(Input data)
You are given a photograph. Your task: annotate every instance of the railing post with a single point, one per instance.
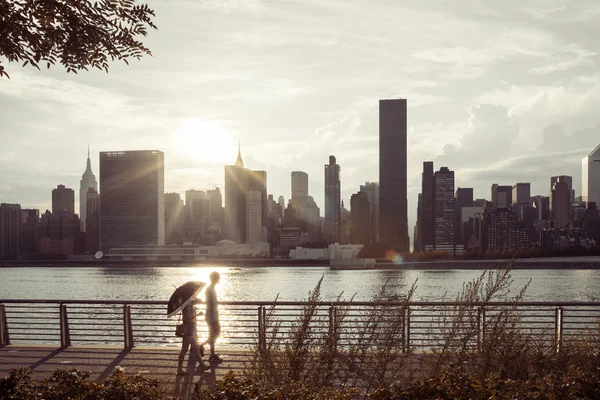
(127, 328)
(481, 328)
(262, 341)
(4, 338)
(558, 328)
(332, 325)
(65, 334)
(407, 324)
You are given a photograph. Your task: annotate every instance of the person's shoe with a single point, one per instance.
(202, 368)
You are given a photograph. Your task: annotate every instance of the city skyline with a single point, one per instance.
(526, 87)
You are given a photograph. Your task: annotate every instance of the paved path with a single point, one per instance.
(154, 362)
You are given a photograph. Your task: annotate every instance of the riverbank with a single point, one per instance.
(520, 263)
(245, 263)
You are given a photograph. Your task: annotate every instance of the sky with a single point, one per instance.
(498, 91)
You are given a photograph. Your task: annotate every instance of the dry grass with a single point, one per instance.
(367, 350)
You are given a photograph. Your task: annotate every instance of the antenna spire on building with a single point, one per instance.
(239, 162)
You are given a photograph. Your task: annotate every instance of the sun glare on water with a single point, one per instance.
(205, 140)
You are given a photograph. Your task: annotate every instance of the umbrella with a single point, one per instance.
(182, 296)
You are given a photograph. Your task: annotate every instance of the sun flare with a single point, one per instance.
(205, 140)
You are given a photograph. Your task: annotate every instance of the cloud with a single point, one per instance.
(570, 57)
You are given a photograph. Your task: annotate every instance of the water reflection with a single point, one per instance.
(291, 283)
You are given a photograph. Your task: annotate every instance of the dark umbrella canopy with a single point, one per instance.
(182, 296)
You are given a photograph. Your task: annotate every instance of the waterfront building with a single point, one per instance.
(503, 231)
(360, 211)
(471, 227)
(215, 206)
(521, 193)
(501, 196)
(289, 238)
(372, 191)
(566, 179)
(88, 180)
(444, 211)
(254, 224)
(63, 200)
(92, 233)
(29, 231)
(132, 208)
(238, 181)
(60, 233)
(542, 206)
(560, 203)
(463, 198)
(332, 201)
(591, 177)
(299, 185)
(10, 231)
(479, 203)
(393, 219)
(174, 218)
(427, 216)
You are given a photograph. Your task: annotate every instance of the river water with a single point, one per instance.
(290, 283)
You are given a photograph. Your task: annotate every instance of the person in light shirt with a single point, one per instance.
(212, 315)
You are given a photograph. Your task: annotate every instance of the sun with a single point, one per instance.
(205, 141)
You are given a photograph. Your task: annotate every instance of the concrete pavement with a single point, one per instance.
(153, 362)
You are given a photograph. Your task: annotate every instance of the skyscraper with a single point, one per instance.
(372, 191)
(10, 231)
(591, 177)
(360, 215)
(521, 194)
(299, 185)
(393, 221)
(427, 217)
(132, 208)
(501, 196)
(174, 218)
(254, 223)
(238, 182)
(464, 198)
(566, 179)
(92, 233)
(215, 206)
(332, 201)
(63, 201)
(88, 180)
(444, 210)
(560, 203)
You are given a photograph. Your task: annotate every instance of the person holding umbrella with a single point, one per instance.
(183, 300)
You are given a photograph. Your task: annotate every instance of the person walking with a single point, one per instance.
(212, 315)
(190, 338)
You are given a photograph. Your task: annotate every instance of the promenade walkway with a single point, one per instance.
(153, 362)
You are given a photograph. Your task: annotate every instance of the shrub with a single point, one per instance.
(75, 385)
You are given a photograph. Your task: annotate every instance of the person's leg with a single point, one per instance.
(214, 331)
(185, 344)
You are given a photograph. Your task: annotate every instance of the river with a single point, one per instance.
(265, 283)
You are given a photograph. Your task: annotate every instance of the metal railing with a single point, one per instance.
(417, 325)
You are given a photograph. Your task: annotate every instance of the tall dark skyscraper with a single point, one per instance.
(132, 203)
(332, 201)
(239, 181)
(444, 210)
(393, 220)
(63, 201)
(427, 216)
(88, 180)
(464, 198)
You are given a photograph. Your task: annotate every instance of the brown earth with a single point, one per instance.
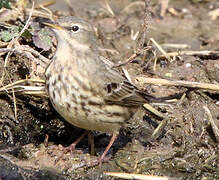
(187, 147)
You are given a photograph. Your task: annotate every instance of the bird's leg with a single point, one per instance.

--

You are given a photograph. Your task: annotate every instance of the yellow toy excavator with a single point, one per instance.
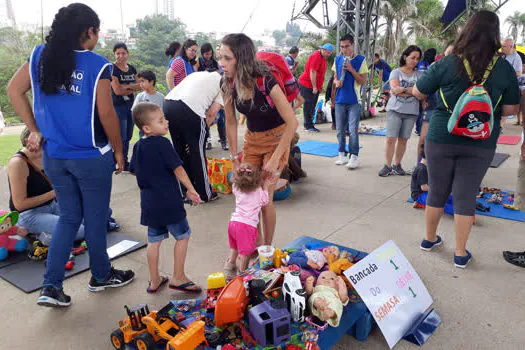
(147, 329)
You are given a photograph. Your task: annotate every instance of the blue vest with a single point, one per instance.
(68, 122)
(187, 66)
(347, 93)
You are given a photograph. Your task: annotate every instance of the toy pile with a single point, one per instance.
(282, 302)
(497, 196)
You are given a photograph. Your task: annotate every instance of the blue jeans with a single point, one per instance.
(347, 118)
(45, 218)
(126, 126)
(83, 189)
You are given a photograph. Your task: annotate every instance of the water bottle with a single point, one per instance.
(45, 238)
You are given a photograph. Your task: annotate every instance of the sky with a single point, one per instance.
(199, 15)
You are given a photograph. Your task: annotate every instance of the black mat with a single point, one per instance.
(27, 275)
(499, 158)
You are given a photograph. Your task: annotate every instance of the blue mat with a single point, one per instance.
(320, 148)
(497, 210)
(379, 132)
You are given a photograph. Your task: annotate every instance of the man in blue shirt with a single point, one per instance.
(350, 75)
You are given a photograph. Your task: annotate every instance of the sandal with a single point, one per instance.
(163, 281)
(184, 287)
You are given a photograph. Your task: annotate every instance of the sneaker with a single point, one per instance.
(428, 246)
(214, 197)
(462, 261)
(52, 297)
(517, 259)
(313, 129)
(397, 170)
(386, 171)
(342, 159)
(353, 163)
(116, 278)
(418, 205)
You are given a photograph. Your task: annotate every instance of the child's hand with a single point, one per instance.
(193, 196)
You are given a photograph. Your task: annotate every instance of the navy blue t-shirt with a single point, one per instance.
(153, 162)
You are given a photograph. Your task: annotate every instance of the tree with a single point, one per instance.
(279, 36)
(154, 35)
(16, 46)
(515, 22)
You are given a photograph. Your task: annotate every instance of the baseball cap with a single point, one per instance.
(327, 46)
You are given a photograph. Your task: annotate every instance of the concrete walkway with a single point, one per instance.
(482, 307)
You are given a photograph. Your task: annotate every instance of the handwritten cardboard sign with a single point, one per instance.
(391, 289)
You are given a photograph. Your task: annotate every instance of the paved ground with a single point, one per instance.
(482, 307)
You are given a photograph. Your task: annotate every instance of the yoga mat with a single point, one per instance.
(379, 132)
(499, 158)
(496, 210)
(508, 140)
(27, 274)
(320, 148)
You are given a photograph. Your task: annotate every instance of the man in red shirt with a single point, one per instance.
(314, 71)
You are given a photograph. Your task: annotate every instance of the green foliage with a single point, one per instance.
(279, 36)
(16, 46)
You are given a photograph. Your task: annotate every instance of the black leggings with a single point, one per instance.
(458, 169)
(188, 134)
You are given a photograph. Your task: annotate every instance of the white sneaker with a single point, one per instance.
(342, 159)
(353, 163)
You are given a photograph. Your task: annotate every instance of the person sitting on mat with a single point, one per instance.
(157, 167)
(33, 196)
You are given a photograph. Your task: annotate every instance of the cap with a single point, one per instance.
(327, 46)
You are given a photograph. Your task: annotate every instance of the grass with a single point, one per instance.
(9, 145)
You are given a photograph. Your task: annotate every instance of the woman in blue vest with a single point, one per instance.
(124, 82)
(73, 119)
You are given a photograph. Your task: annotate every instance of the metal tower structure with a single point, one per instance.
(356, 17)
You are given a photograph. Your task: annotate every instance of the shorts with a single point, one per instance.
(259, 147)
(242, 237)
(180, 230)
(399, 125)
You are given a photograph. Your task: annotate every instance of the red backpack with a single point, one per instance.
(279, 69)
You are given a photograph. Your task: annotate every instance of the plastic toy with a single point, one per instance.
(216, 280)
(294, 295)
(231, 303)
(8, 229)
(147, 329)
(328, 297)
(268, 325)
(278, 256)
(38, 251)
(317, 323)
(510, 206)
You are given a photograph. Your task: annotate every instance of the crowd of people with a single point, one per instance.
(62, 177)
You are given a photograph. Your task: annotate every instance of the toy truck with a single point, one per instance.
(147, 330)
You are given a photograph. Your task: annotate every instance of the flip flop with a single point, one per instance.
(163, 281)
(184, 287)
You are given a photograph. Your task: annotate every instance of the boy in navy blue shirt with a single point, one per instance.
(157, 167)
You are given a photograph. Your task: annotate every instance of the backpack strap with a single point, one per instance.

(Exercise description) Among the entries above, take the lines from the one with "of the tall" through the one with "of the bird's" and retype them exactly, leaving out the pictures.

(Your solution)
You are given a photograph. Your task: annotate every instance of the tall dark skyscraper with a single point, one per instance.
(132, 203)
(332, 201)
(239, 181)
(444, 210)
(393, 220)
(63, 201)
(427, 216)
(88, 180)
(464, 198)
You are given a photograph. Your task: annotate every instance of the brown earth with a single point, one per instance.
(187, 147)
You are given a photograph. Your task: annotate every instance of the bird's leg with a single point, one per instance.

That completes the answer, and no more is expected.